• **Problem to solve**:
Return the full set of entries below exactly, leaving every image out.
BEGIN Supplied material
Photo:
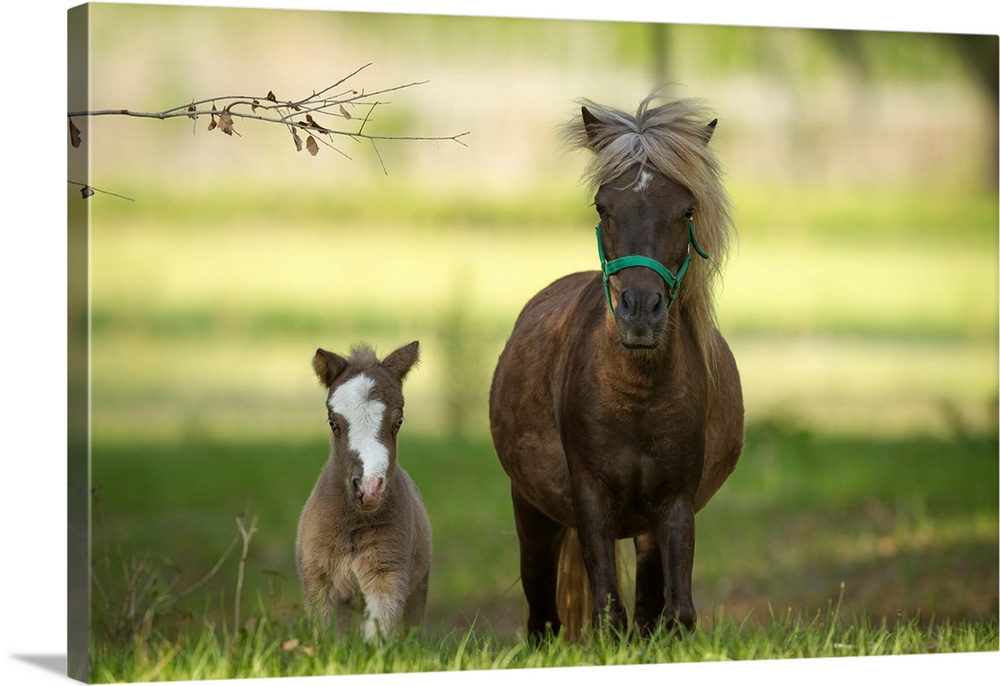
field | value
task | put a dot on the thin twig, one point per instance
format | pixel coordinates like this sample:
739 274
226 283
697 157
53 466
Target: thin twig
247 534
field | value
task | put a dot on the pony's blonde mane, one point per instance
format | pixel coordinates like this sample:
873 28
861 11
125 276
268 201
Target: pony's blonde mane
673 139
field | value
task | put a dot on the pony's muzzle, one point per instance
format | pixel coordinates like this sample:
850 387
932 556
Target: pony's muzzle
368 491
641 315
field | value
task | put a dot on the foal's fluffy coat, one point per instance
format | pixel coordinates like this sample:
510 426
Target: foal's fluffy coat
364 540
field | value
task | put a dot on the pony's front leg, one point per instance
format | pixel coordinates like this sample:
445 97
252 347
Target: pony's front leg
648 583
539 538
677 554
596 528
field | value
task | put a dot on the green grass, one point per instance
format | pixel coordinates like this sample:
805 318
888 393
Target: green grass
275 649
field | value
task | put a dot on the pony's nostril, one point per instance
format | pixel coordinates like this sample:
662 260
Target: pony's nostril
627 302
657 309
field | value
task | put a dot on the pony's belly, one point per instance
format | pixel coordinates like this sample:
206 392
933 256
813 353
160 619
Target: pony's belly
537 469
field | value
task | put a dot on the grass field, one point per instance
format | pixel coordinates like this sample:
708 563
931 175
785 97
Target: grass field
END Supplied material
• **Output for this task**:
Photo:
field | value
task | put a dot on the thin twig, one point per instance
format | pixel coordinates like this sample:
739 274
226 283
697 157
53 466
Target: thin twig
247 534
field | value
task | put a dot on the pony's blonde mane, one point per instance
format | pixel coordinates like this sample:
873 28
861 11
125 276
268 201
Target: pony's blonde mane
673 139
field | value
task | put a dot on the pony's muzzle, one point per instance
format | pixel coordinates like this sample:
850 387
932 556
Target: pony's muzzle
368 491
641 315
field | value
task | put a dot on the foal's fluffy coat, one point per instance
format | pixel coordinates like this sample:
510 426
Target: foal's fluffy coat
364 540
field | value
task | put a dot on the pony's front leg, one point per instance
format | pixel coordinates like this sample:
445 97
252 347
Target: pony's front leg
648 583
539 538
677 554
596 528
field | value
task | put a dot on the green grass, one point per instance
format | pixel coordinates like this sample:
805 318
888 393
Target: green grass
275 649
field | value
task | put a dot on the pony's nostril, one point per instance
format | pixel coordinates like this sample:
662 260
Target: pony's nostril
627 302
657 309
field | value
task | put a dot on the pony's belly, one point per instance
format | pixel coordinates like this sample:
206 392
933 256
813 353
160 619
Target: pony's belly
537 469
field | value
task | put a dot on the grass field, one point per instance
format | pixel coordinates like this sample:
708 563
931 175
785 97
Target: grass field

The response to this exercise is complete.